> _EXERCISE DETAILS_
Set down each entry from the block beneath, exactly as written.

> _RECORD SET_
──────────────────────────────
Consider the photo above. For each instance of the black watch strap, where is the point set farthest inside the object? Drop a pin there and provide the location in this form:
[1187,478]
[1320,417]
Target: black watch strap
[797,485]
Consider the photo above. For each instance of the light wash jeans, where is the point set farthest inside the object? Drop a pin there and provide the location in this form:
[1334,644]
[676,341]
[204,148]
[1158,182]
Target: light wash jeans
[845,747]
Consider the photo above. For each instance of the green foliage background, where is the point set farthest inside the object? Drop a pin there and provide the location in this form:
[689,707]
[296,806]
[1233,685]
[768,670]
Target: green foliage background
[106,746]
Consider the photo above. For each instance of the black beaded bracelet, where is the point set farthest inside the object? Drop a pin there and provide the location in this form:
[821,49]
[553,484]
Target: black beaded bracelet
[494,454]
──────────────────────────────
> _YOUR SOLUTION_
Consider the photo above. For each instance of the black watch strap, where is the point set farthest inside the object? Drop a pin there and provide the location in this form:
[1187,478]
[1320,417]
Target: black watch strap
[797,485]
Consider the photo above. For each instance of the light wash jeans, where is the point set farthest inside the object? Drop a pin there and provide the location in this form:
[1334,644]
[676,341]
[204,148]
[1158,182]
Target: light wash jeans
[845,747]
Consider the photo above. For each instance of the green foliage background, where is the point set farthest inside the object? Drop a pin there and provide the location in this form:
[689,707]
[296,806]
[1233,685]
[768,670]
Target: green foliage background
[106,746]
Consider the photo above. For each instance of the black beaded bracelet, where is the point set farthest inside the object? Drop a pin there and provide the location in this form:
[821,49]
[553,484]
Target: black beaded bracelet
[494,454]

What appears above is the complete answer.